_Task statement_. Copy out the rows below word for word, from the very first one through the line containing "top-left (95, 64), bottom-right (153, 76)", and leave the pictures out of your copy.

_Items_.
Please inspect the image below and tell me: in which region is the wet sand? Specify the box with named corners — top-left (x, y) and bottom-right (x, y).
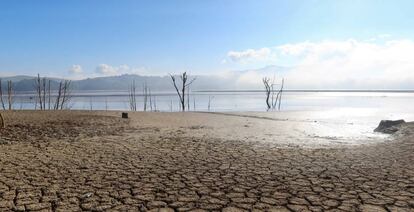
top-left (0, 111), bottom-right (414, 211)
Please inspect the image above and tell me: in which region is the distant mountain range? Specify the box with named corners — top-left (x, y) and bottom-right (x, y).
top-left (1, 66), bottom-right (292, 91)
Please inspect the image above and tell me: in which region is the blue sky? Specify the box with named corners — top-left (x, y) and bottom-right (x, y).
top-left (0, 0), bottom-right (414, 87)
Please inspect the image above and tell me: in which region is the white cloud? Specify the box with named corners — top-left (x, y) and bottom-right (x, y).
top-left (227, 48), bottom-right (272, 62)
top-left (95, 64), bottom-right (130, 76)
top-left (69, 65), bottom-right (83, 74)
top-left (228, 36), bottom-right (414, 89)
top-left (95, 64), bottom-right (153, 76)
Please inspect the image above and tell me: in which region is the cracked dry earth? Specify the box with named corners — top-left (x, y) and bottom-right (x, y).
top-left (0, 112), bottom-right (414, 212)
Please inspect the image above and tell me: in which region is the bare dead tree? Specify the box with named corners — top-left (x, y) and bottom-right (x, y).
top-left (35, 74), bottom-right (43, 110)
top-left (0, 79), bottom-right (6, 110)
top-left (53, 80), bottom-right (72, 110)
top-left (7, 80), bottom-right (14, 110)
top-left (0, 113), bottom-right (6, 128)
top-left (60, 80), bottom-right (72, 110)
top-left (262, 77), bottom-right (284, 110)
top-left (129, 80), bottom-right (137, 111)
top-left (105, 97), bottom-right (108, 111)
top-left (187, 86), bottom-right (190, 111)
top-left (193, 97), bottom-right (196, 111)
top-left (278, 79), bottom-right (285, 110)
top-left (148, 89), bottom-right (152, 111)
top-left (142, 82), bottom-right (148, 111)
top-left (54, 81), bottom-right (63, 110)
top-left (207, 96), bottom-right (214, 111)
top-left (170, 72), bottom-right (196, 111)
top-left (42, 77), bottom-right (46, 110)
top-left (47, 80), bottom-right (51, 110)
top-left (262, 77), bottom-right (272, 110)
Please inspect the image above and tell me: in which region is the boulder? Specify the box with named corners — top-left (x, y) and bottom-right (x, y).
top-left (374, 119), bottom-right (405, 134)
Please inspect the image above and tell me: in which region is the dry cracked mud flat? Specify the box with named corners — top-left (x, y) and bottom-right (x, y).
top-left (0, 112), bottom-right (414, 212)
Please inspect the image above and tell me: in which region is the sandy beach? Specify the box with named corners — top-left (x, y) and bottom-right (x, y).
top-left (0, 111), bottom-right (414, 211)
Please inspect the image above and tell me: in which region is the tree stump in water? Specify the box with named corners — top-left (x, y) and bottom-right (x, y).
top-left (0, 113), bottom-right (6, 129)
top-left (374, 120), bottom-right (405, 134)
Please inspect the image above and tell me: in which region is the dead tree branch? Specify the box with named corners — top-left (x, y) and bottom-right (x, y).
top-left (170, 72), bottom-right (196, 111)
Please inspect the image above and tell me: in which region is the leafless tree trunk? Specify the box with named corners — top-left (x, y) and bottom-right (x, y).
top-left (142, 82), bottom-right (148, 111)
top-left (0, 79), bottom-right (6, 110)
top-left (60, 80), bottom-right (72, 110)
top-left (42, 77), bottom-right (46, 110)
top-left (193, 98), bottom-right (196, 111)
top-left (262, 77), bottom-right (284, 110)
top-left (278, 79), bottom-right (285, 110)
top-left (35, 74), bottom-right (43, 110)
top-left (170, 72), bottom-right (196, 111)
top-left (129, 80), bottom-right (137, 111)
top-left (262, 77), bottom-right (272, 110)
top-left (0, 113), bottom-right (6, 128)
top-left (89, 97), bottom-right (93, 111)
top-left (47, 80), bottom-right (51, 110)
top-left (148, 89), bottom-right (152, 111)
top-left (54, 82), bottom-right (63, 110)
top-left (105, 97), bottom-right (108, 111)
top-left (207, 96), bottom-right (214, 111)
top-left (7, 80), bottom-right (14, 110)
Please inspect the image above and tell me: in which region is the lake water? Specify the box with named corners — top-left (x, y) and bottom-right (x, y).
top-left (4, 91), bottom-right (414, 143)
top-left (8, 91), bottom-right (414, 115)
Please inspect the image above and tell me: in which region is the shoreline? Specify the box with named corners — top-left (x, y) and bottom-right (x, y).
top-left (0, 111), bottom-right (414, 211)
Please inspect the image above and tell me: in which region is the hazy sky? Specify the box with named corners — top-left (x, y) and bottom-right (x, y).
top-left (0, 0), bottom-right (414, 88)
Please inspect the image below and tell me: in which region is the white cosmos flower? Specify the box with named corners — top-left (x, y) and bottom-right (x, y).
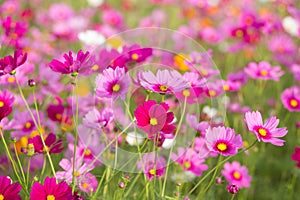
top-left (78, 30), bottom-right (105, 46)
top-left (282, 16), bottom-right (300, 36)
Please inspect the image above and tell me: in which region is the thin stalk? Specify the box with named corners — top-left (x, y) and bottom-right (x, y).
top-left (161, 96), bottom-right (187, 197)
top-left (15, 76), bottom-right (56, 178)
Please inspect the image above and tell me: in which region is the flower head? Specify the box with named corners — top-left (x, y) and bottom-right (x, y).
top-left (134, 100), bottom-right (175, 138)
top-left (245, 61), bottom-right (284, 81)
top-left (292, 147), bottom-right (300, 168)
top-left (205, 126), bottom-right (243, 156)
top-left (30, 177), bottom-right (73, 200)
top-left (0, 90), bottom-right (15, 121)
top-left (49, 50), bottom-right (93, 75)
top-left (95, 67), bottom-right (130, 99)
top-left (245, 111), bottom-right (288, 146)
top-left (281, 86), bottom-right (300, 112)
top-left (222, 161), bottom-right (252, 188)
top-left (0, 50), bottom-right (27, 76)
top-left (137, 70), bottom-right (190, 94)
top-left (0, 176), bottom-right (22, 200)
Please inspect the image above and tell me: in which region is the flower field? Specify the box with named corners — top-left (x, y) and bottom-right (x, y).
top-left (0, 0), bottom-right (300, 200)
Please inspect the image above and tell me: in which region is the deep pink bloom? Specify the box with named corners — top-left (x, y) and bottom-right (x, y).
top-left (245, 61), bottom-right (284, 81)
top-left (0, 90), bottom-right (15, 121)
top-left (30, 177), bottom-right (73, 200)
top-left (205, 126), bottom-right (243, 156)
top-left (137, 70), bottom-right (190, 94)
top-left (49, 50), bottom-right (94, 75)
top-left (28, 133), bottom-right (63, 154)
top-left (134, 100), bottom-right (175, 138)
top-left (281, 86), bottom-right (300, 112)
top-left (137, 152), bottom-right (166, 180)
top-left (292, 147), bottom-right (300, 168)
top-left (221, 161), bottom-right (252, 188)
top-left (0, 50), bottom-right (27, 76)
top-left (245, 111), bottom-right (288, 146)
top-left (95, 67), bottom-right (130, 100)
top-left (0, 176), bottom-right (22, 200)
top-left (171, 147), bottom-right (208, 176)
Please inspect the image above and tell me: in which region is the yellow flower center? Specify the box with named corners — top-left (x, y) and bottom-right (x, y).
top-left (182, 90), bottom-right (191, 97)
top-left (131, 53), bottom-right (139, 60)
top-left (112, 83), bottom-right (121, 92)
top-left (260, 70), bottom-right (268, 76)
top-left (183, 161), bottom-right (191, 169)
top-left (25, 122), bottom-right (31, 129)
top-left (223, 85), bottom-right (230, 91)
top-left (82, 183), bottom-right (89, 189)
top-left (290, 99), bottom-right (299, 108)
top-left (84, 149), bottom-right (92, 156)
top-left (208, 90), bottom-right (217, 97)
top-left (47, 195), bottom-right (55, 200)
top-left (258, 128), bottom-right (267, 137)
top-left (159, 85), bottom-right (168, 92)
top-left (150, 118), bottom-right (157, 126)
top-left (55, 113), bottom-right (62, 120)
top-left (7, 77), bottom-right (16, 83)
top-left (217, 142), bottom-right (227, 151)
top-left (149, 169), bottom-right (156, 175)
top-left (92, 65), bottom-right (99, 71)
top-left (233, 171), bottom-right (241, 179)
top-left (74, 170), bottom-right (80, 177)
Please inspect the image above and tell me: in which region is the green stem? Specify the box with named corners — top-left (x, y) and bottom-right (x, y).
top-left (161, 97), bottom-right (187, 197)
top-left (188, 140), bottom-right (258, 195)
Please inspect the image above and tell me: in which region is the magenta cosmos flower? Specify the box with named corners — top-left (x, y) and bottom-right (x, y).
top-left (0, 50), bottom-right (27, 76)
top-left (137, 70), bottom-right (190, 94)
top-left (30, 177), bottom-right (73, 200)
top-left (245, 111), bottom-right (288, 146)
top-left (28, 133), bottom-right (63, 154)
top-left (49, 50), bottom-right (93, 76)
top-left (134, 100), bottom-right (175, 138)
top-left (281, 86), bottom-right (300, 112)
top-left (222, 161), bottom-right (252, 188)
top-left (0, 176), bottom-right (22, 200)
top-left (0, 90), bottom-right (15, 121)
top-left (245, 61), bottom-right (284, 81)
top-left (205, 126), bottom-right (243, 156)
top-left (95, 67), bottom-right (130, 99)
top-left (292, 147), bottom-right (300, 168)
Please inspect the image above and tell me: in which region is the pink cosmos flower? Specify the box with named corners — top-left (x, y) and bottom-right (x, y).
top-left (221, 161), bottom-right (252, 188)
top-left (292, 147), bottom-right (300, 168)
top-left (49, 50), bottom-right (94, 76)
top-left (137, 70), bottom-right (190, 94)
top-left (134, 100), bottom-right (175, 138)
top-left (28, 133), bottom-right (63, 154)
top-left (56, 157), bottom-right (94, 183)
top-left (245, 61), bottom-right (284, 81)
top-left (281, 86), bottom-right (300, 112)
top-left (137, 152), bottom-right (166, 180)
top-left (0, 90), bottom-right (15, 121)
top-left (30, 177), bottom-right (73, 200)
top-left (171, 147), bottom-right (208, 176)
top-left (245, 111), bottom-right (288, 146)
top-left (95, 67), bottom-right (130, 100)
top-left (205, 126), bottom-right (243, 156)
top-left (0, 176), bottom-right (22, 200)
top-left (0, 50), bottom-right (27, 76)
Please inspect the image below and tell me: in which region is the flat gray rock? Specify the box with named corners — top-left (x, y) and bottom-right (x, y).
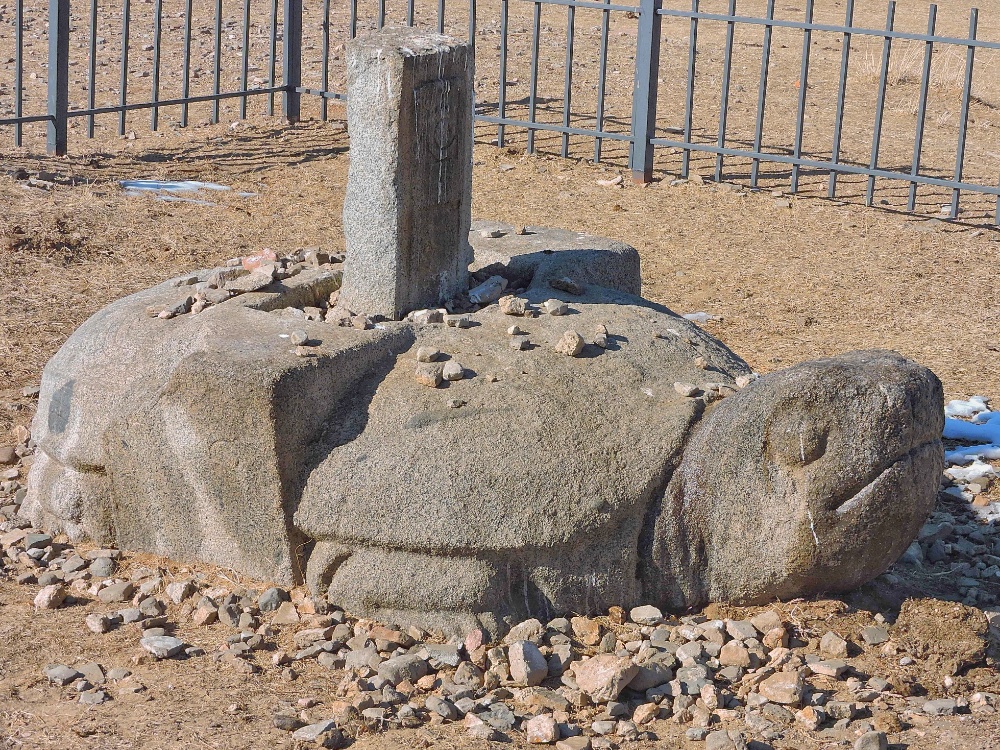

_In response_.
Please inspect the image below and tell me: in which region is the wet sand? Specify the box with named corners — top-left (x, y) and bottom-right (x, y).
top-left (0, 111), bottom-right (414, 211)
Please inspect the image above and tell me: in which region is the distant mountain range? Specify the box with named corners — top-left (x, y) and bottom-right (x, y).
top-left (1, 66), bottom-right (292, 91)
Please inspect the image above and tell me: in which region is the blue sky? Specify the box with named corners — top-left (x, y) and bottom-right (x, y).
top-left (0, 0), bottom-right (414, 87)
Please inspect the image above and tell me: in which region is the white cloud? Specify the box with named corners — top-left (x, y) and bottom-right (x, y).
top-left (227, 48), bottom-right (272, 62)
top-left (95, 64), bottom-right (130, 76)
top-left (69, 65), bottom-right (83, 74)
top-left (228, 36), bottom-right (414, 89)
top-left (95, 64), bottom-right (153, 76)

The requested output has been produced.